_Assignment:_ Examine each line of the data. Copy those that contain the string "below".
------------
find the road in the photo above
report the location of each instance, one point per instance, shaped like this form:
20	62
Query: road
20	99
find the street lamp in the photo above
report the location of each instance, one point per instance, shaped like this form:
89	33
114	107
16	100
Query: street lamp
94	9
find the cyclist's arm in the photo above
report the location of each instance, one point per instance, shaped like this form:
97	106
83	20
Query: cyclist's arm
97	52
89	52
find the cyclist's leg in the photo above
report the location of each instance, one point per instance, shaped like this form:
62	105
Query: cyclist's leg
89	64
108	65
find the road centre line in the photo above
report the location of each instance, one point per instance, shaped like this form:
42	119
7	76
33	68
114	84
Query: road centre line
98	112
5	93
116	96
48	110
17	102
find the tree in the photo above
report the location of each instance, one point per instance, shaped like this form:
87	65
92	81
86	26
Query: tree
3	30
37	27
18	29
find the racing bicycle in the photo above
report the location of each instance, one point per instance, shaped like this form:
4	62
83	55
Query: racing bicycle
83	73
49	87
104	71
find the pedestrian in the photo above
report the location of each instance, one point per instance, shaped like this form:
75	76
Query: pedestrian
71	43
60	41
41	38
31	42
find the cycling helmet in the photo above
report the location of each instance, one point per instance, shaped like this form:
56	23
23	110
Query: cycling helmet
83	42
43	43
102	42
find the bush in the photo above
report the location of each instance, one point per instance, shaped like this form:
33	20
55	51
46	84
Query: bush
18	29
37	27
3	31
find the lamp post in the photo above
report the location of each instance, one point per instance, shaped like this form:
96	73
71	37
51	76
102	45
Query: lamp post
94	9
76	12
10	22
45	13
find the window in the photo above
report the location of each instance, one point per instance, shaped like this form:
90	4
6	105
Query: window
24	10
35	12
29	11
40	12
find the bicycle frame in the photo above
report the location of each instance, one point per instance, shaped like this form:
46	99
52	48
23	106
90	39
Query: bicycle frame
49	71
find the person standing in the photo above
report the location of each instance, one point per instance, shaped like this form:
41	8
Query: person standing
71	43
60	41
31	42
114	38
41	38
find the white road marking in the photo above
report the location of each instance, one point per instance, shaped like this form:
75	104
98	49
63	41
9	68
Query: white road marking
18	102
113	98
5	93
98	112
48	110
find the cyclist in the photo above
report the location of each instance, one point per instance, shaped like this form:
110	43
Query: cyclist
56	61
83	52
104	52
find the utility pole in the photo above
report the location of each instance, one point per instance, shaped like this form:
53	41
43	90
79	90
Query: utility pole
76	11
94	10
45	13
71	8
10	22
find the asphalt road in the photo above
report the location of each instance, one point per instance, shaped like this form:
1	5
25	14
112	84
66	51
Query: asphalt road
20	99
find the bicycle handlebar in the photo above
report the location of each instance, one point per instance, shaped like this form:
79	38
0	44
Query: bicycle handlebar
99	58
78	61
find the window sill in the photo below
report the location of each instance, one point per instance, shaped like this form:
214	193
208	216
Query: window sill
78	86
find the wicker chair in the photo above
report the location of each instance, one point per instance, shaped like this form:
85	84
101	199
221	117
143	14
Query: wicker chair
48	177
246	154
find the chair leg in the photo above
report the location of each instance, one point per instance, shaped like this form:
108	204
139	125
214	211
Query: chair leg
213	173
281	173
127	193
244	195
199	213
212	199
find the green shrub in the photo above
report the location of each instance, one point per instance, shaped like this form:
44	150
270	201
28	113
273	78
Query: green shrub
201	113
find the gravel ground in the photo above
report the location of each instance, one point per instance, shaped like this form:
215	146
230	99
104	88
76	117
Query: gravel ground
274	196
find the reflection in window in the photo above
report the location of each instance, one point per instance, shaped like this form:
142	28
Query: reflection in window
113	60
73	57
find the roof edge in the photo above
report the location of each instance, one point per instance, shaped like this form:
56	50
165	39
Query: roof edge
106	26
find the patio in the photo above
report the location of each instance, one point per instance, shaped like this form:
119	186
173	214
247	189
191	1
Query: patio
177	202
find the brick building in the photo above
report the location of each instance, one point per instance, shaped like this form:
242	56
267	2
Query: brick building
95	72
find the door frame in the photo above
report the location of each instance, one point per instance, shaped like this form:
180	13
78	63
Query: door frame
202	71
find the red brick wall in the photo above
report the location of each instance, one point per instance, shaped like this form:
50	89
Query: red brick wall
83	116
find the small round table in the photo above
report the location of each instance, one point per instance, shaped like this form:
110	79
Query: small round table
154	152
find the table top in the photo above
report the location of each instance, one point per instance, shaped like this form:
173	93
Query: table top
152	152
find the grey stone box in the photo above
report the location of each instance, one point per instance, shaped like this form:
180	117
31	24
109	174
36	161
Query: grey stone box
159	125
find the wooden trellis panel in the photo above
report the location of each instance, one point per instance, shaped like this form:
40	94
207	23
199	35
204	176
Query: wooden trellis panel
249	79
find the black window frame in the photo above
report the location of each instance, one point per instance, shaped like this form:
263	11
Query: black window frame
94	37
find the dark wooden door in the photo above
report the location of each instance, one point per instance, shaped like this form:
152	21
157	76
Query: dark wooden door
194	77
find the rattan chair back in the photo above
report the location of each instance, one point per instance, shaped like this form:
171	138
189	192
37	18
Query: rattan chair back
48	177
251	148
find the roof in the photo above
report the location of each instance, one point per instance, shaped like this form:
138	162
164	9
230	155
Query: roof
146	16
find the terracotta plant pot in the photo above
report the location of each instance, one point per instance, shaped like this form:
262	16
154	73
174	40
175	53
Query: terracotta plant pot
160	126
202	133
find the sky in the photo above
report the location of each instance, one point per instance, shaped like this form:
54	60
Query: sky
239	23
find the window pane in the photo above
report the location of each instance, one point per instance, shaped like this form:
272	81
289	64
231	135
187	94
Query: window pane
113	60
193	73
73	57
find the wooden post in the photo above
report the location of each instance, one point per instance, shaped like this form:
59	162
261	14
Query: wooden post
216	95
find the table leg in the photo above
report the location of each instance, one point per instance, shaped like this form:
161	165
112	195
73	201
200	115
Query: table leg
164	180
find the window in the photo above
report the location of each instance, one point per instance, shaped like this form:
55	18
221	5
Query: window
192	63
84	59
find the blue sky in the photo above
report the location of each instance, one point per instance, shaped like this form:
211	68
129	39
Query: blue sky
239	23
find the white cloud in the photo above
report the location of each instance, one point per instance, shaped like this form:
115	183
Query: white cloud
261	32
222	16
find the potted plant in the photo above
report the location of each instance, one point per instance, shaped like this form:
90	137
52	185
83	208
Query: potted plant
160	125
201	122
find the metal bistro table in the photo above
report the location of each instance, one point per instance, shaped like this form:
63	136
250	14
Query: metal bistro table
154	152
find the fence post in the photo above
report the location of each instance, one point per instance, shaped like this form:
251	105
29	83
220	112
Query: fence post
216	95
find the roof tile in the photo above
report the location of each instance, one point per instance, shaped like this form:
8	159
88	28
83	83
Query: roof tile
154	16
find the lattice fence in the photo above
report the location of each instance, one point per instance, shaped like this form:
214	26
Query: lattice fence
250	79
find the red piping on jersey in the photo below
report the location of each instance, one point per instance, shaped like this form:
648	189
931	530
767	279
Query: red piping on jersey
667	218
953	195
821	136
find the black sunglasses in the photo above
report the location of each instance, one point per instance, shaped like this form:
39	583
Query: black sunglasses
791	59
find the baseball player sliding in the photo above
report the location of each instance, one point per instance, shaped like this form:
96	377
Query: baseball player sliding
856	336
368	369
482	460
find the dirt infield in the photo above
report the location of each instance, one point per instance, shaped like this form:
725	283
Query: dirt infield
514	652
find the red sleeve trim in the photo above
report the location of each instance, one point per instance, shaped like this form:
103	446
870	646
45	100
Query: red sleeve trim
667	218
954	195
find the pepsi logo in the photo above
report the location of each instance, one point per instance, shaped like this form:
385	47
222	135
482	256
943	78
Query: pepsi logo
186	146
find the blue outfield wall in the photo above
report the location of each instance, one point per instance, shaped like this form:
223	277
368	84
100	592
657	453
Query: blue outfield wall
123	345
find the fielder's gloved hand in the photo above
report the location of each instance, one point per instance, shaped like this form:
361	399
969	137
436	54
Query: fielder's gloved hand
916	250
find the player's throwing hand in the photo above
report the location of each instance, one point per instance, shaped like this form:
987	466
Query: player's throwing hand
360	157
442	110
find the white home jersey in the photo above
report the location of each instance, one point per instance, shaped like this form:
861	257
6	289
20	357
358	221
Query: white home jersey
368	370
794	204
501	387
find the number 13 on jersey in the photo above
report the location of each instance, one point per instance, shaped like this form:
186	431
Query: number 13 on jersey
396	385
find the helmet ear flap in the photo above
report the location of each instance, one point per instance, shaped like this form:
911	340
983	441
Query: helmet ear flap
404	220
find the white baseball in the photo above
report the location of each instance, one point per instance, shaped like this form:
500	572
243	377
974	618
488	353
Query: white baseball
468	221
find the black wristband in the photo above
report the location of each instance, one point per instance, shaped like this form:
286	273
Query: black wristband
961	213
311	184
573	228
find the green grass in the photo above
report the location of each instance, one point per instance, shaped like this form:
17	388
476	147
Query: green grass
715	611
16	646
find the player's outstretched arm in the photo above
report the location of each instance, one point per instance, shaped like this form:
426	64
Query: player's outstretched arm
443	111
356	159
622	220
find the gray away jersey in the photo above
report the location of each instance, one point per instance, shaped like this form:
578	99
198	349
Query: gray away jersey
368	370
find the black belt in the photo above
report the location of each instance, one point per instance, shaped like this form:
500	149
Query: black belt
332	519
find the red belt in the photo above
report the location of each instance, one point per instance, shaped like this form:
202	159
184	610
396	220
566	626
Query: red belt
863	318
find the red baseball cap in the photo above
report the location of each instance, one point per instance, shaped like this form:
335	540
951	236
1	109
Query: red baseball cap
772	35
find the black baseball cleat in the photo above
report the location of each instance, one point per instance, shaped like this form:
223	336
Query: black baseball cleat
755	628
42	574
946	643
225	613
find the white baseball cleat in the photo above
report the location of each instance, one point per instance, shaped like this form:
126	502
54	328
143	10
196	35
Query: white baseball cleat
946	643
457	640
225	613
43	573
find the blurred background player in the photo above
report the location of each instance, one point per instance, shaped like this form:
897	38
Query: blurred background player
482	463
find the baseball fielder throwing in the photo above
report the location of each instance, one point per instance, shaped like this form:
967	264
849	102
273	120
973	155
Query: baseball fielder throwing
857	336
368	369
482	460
------------
_Response to this exercise:_
find the window sill in the photo below
find the red piping on jersey in the photo below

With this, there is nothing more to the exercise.